Female sex workers incarcerated in New York City jails: prevalence of sexually transmitted infections and associated risk behaviors

Open Access
  1. Homer Venters1
  1. 1Correctional Health Services, New York City Department of Health and Mental Hygiene, Long Island City, New York, USA
  2. 2The National Center for HIV/AIDS, Viral Hepatitis, STD, and TB Prevention, Centers for Disease Control and Prevention, Atlanta, Georgia, USA
  3. 3Information Technology Initiatives, New York City Department of Health and Mental Hygiene, Long Island City, New York, USA
  1. Correspondence to Dr Homer Venters, Bureau of Correctional Health Services, New York City Department of Health and Mental Hygiene, 42-09 28th Street, 10th Floor, 10-84, CN-52, Long Island City, NY 11101-4132, USA; hventer1{at}health.nyc.gov
  • Received 14 December 2012
  • Revised 9 April 2013
  • Accepted 13 April 2013

Abstract

Objectives Sexually transmitted infections (STIs) are an important cause of morbidity among incarcerated women and female sex workers (FSW). Little is known about FSW incarcerated in New York City (NYC) jails. We reviewed jail health records to identify the STI and HIV prevalence among newly incarcerated FSW in NYC jails. We also examined the relationship of demographics and self-reported clinical and risk behaviour history with FSW status and compared FSW with non-FSW incarcerated women to identify FSW predictors and, guide NYC jail programme planning and policy.

-- Data for analysis --

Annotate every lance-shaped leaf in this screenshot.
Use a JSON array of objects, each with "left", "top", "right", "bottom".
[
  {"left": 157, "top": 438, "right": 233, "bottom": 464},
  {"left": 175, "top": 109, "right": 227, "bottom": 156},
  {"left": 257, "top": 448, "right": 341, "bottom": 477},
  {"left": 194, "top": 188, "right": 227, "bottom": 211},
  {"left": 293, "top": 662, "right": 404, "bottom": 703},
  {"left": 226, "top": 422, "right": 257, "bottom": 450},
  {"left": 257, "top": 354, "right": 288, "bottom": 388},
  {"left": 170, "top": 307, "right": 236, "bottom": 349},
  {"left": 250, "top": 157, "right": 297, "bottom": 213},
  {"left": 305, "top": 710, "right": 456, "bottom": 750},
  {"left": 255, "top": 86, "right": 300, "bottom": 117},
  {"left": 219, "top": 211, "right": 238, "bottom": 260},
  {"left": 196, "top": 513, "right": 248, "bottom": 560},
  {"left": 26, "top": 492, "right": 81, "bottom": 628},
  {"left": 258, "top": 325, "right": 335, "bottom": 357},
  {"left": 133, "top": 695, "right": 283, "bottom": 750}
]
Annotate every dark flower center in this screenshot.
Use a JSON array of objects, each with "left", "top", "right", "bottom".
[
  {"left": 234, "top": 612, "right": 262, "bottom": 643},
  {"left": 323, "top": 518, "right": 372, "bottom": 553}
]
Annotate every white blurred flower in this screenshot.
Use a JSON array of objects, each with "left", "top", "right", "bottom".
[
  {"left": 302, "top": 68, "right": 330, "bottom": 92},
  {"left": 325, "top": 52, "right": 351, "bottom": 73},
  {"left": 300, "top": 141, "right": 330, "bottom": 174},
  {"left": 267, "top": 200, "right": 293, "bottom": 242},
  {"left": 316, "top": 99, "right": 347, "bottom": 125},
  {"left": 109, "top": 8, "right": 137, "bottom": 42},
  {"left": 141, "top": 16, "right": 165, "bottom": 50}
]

-- Exercise brief --
Can you reproduce the entire excerpt on sexually transmitted infections among female sex workers in New York City jails, word for word? The material isn't needed for anything here.

-- Exercise output --
Female sex workers incarcerated in New York City jails: prevalence of sexually transmitted infections and associated risk behaviors

Open Access
  1. Homer Venters1
  1. 1Correctional Health Services, New York City Department of Health and Mental Hygiene, Long Island City, New York, USA
  2. 2The National Center for HIV/AIDS, Viral Hepatitis, STD, and TB Prevention, Centers for Disease Control and Prevention, Atlanta, Georgia, USA
  3. 3Information Technology Initiatives, New York City Department of Health and Mental Hygiene, Long Island City, New York, USA
  1. Correspondence to Dr Homer Venters, Bureau of Correctional Health Services, New York City Department of Health and Mental Hygiene, 42-09 28th Street, 10th Floor, 10-84, CN-52, Long Island City, NY 11101-4132, USA; hventer1{at}health.nyc.gov
  • Received 14 December 2012
  • Revised 9 April 2013
  • Accepted 13 April 2013

Abstract

Objectives Sexually transmitted infections (STIs) are an important cause of morbidity among incarcerated women and female sex workers (FSW). Little is known about FSW incarcerated in New York City (NYC) jails. We reviewed jail health records to identify the STI and HIV prevalence among newly incarcerated FSW in NYC jails. We also examined the relationship of demographics and self-reported clinical and risk behaviour history with FSW status and compared FSW with non-FSW incarcerated women to identify FSW predictors and, guide NYC jail programme planning and policy.